PROVIDED MATERIAL:
====================

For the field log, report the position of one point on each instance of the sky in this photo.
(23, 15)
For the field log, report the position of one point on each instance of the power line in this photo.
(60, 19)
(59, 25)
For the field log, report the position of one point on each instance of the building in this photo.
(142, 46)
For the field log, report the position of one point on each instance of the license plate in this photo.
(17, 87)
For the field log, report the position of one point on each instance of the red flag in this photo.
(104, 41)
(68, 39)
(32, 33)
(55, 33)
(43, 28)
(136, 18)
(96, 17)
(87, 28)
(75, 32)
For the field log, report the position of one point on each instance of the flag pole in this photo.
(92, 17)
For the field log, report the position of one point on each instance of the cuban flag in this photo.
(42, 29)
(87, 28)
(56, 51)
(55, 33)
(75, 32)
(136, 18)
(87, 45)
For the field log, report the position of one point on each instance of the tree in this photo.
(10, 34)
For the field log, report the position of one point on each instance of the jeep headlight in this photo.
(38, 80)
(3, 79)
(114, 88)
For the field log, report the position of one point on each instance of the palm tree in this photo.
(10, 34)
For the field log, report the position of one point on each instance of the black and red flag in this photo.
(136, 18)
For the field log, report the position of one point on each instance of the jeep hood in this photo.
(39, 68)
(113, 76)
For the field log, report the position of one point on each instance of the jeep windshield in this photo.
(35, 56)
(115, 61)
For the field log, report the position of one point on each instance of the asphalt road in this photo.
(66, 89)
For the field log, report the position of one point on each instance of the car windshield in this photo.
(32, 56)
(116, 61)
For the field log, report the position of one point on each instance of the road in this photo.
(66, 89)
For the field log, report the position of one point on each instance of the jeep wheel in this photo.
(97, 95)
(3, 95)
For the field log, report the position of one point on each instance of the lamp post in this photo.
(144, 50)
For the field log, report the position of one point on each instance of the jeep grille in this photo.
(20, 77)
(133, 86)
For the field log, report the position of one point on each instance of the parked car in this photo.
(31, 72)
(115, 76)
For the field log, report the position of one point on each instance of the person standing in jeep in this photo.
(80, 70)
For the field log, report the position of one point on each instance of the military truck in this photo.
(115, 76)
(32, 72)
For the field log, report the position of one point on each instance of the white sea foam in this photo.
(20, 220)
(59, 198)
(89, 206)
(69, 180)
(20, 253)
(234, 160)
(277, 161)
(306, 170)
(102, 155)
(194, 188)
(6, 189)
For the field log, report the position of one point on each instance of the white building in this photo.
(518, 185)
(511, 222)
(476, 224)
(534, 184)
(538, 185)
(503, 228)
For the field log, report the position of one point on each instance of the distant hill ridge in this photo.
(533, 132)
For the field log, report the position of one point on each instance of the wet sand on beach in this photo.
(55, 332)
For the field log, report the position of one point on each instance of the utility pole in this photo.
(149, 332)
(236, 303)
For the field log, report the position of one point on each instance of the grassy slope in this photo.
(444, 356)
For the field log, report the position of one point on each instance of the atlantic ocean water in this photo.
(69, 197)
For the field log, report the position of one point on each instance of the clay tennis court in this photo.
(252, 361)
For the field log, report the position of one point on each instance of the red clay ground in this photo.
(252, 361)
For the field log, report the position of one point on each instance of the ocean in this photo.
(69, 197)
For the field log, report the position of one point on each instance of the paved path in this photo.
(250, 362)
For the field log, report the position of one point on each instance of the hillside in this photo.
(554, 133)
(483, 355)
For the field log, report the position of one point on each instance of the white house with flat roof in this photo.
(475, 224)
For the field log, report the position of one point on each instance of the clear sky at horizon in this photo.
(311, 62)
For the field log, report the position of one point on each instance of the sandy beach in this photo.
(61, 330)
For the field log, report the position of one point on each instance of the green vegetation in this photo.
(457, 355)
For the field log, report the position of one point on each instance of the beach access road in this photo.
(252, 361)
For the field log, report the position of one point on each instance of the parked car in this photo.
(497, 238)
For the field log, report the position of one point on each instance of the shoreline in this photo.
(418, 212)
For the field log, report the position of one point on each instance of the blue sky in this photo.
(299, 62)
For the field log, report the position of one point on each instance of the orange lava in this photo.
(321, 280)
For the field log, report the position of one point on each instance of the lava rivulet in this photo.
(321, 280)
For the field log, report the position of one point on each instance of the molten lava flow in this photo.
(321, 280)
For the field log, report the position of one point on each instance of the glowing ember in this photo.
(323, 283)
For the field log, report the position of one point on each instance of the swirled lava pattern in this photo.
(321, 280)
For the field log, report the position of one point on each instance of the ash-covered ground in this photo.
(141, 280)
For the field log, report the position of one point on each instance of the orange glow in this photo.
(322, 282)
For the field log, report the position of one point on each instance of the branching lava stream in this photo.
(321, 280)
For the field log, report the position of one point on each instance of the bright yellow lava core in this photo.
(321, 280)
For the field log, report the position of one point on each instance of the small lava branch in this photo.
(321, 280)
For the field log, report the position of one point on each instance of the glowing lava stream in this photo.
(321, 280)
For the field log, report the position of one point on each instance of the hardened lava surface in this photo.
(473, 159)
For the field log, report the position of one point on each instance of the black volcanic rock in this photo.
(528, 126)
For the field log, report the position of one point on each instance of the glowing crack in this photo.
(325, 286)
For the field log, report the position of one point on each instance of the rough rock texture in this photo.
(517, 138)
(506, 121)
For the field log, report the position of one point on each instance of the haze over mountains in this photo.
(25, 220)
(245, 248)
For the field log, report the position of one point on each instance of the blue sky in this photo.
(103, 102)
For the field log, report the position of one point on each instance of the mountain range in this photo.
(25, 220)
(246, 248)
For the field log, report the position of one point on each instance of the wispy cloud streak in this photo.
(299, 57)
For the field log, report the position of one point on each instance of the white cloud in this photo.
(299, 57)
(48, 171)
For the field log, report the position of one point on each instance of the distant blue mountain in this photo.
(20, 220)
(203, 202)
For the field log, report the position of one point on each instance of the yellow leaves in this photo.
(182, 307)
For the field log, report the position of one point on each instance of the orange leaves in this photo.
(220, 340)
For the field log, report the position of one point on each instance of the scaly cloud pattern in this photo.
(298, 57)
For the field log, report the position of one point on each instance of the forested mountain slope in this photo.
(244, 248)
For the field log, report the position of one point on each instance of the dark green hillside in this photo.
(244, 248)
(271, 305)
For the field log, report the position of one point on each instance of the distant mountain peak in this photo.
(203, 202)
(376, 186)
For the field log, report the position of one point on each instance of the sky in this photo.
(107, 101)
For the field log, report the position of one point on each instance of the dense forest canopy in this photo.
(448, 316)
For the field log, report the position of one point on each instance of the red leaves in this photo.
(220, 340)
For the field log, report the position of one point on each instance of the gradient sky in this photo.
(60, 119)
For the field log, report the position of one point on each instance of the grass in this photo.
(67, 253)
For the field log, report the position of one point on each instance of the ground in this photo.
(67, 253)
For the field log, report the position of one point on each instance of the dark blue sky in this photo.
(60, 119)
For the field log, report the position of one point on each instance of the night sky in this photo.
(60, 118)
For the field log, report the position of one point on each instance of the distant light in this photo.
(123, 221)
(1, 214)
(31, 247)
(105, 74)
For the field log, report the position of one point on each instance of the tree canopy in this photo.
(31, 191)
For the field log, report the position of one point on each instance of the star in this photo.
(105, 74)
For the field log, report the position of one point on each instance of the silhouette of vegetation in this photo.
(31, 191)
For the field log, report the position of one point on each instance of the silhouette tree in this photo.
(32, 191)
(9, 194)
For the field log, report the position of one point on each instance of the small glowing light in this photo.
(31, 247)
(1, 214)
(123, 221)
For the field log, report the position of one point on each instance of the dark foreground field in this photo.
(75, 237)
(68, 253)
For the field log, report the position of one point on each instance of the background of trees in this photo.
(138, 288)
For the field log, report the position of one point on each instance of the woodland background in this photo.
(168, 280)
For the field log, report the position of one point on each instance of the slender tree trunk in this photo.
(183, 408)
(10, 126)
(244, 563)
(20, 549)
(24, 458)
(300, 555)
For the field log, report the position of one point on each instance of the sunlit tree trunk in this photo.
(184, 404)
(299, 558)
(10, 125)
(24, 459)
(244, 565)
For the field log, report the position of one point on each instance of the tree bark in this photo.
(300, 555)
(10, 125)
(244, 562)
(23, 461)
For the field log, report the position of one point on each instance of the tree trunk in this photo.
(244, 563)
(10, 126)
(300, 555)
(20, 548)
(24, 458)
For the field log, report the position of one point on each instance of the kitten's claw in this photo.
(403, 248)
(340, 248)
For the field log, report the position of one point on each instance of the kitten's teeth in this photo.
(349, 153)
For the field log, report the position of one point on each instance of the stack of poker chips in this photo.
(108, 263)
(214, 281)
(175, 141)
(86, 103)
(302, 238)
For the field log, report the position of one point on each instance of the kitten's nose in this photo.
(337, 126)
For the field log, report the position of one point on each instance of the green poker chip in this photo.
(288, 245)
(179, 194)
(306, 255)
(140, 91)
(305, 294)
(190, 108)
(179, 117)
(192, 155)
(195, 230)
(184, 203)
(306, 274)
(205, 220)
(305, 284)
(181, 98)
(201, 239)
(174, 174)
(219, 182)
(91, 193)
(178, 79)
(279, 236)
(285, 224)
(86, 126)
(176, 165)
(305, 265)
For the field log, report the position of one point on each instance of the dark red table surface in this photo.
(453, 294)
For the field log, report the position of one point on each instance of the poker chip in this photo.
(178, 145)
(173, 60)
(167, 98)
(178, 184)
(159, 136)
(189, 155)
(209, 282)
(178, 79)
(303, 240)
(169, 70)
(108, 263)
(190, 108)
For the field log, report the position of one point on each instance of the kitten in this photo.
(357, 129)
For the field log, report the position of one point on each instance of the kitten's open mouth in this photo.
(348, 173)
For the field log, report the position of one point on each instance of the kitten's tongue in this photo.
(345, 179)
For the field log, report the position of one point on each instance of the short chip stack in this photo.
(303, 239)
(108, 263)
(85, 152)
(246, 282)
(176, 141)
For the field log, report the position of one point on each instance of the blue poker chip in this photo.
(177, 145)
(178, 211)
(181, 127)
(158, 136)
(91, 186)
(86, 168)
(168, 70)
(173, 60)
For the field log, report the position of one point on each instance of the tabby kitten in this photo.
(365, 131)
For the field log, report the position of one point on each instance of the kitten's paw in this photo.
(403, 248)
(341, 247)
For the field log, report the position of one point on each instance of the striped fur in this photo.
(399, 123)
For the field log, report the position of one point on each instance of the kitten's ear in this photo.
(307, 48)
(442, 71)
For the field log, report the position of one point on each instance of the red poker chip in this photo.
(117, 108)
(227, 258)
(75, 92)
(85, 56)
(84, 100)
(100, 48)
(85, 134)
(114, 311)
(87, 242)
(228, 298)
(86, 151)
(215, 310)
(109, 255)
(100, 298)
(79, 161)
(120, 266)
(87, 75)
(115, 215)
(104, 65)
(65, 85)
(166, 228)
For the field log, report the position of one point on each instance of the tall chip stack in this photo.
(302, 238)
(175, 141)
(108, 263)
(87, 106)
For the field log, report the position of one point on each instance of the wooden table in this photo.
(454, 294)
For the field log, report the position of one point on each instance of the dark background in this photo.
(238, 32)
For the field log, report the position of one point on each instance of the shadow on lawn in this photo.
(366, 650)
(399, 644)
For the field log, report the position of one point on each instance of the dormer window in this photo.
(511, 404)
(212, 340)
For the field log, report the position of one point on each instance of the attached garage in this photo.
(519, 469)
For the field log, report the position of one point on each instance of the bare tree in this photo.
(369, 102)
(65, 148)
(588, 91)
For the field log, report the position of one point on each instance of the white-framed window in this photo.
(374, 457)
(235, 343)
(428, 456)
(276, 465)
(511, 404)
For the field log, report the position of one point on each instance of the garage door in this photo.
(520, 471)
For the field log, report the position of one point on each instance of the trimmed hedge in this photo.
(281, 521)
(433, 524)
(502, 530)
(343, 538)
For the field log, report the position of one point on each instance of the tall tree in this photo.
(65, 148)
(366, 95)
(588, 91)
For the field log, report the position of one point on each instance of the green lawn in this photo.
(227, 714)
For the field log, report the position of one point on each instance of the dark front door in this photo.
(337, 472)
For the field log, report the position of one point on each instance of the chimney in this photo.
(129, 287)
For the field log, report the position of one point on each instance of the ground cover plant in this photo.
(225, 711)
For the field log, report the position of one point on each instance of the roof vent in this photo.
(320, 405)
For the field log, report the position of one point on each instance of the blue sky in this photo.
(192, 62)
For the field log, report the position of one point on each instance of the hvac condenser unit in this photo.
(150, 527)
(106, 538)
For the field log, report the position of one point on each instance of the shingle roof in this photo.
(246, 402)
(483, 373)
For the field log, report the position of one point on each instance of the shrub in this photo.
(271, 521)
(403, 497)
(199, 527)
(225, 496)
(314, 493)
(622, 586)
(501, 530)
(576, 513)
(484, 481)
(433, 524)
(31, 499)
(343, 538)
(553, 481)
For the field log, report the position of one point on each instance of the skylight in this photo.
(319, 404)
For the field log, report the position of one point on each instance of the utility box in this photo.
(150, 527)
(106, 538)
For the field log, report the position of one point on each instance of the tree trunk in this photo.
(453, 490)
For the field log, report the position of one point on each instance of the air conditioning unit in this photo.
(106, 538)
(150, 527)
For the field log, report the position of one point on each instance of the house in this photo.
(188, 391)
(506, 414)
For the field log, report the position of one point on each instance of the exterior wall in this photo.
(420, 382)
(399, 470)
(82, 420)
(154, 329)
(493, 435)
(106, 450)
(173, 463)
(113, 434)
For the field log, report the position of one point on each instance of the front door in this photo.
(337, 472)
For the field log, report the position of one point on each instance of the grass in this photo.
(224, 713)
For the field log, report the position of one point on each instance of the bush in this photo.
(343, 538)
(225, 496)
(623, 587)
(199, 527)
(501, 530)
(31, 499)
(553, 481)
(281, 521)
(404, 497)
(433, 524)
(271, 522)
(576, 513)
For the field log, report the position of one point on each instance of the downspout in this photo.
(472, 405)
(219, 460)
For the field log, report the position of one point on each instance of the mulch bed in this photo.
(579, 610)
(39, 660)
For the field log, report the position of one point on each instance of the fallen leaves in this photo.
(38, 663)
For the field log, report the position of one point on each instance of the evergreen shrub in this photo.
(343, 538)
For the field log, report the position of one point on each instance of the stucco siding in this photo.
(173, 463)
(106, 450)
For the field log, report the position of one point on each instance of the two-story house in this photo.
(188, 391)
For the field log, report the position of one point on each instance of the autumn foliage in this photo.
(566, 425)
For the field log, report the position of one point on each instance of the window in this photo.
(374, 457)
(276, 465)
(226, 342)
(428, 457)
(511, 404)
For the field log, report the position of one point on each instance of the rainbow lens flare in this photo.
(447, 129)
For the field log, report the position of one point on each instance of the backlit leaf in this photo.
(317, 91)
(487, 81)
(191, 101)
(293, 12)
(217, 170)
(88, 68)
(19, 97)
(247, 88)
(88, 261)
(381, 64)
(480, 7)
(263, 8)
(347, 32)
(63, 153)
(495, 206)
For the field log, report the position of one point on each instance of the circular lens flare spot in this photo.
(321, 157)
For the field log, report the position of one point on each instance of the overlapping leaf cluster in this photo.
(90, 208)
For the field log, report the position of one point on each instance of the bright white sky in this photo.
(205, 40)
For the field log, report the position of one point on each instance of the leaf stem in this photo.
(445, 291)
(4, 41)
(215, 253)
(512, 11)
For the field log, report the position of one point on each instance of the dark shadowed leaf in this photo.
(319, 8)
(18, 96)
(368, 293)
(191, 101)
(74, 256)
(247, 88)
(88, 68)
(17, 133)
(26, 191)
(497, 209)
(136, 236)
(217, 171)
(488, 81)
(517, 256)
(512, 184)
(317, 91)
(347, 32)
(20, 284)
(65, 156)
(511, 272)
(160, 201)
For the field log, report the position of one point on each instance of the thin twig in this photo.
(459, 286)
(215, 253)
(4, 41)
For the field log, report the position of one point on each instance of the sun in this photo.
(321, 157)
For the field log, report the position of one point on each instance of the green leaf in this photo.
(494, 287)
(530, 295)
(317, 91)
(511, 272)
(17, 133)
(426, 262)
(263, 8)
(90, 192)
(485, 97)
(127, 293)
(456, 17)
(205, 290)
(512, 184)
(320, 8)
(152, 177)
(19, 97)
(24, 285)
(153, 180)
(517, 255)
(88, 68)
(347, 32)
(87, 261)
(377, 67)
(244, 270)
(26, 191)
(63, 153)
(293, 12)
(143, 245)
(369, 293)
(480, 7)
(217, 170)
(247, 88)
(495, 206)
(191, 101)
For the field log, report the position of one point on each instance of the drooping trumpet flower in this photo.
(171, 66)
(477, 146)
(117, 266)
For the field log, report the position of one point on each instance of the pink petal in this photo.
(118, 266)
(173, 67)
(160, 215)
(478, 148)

====================

WHAT THE EXERCISE ASKS: Copy out exactly the lines running from the line with "sun in this photo." to the end of the records, inclusive.

RIGHT ANSWER:
For the field log, report the position of one point on each instance of the sun in this photo.
(321, 157)
For the field log, report the position of one point on each instance of the green leaf in this photo.
(494, 287)
(530, 295)
(317, 91)
(511, 272)
(17, 133)
(426, 262)
(263, 8)
(90, 192)
(485, 97)
(127, 293)
(456, 17)
(205, 290)
(512, 184)
(320, 8)
(152, 177)
(19, 97)
(24, 285)
(153, 180)
(517, 255)
(88, 68)
(347, 32)
(87, 261)
(377, 67)
(244, 270)
(26, 191)
(63, 153)
(293, 12)
(143, 245)
(369, 293)
(480, 7)
(217, 170)
(247, 88)
(495, 206)
(191, 101)
For the field log, report the position of one point on each instance of the drooping trumpet flower in this photo.
(171, 66)
(477, 146)
(117, 266)
For the field log, report the position of one point on each instance of the pink petal in this photo.
(118, 266)
(173, 67)
(160, 215)
(478, 148)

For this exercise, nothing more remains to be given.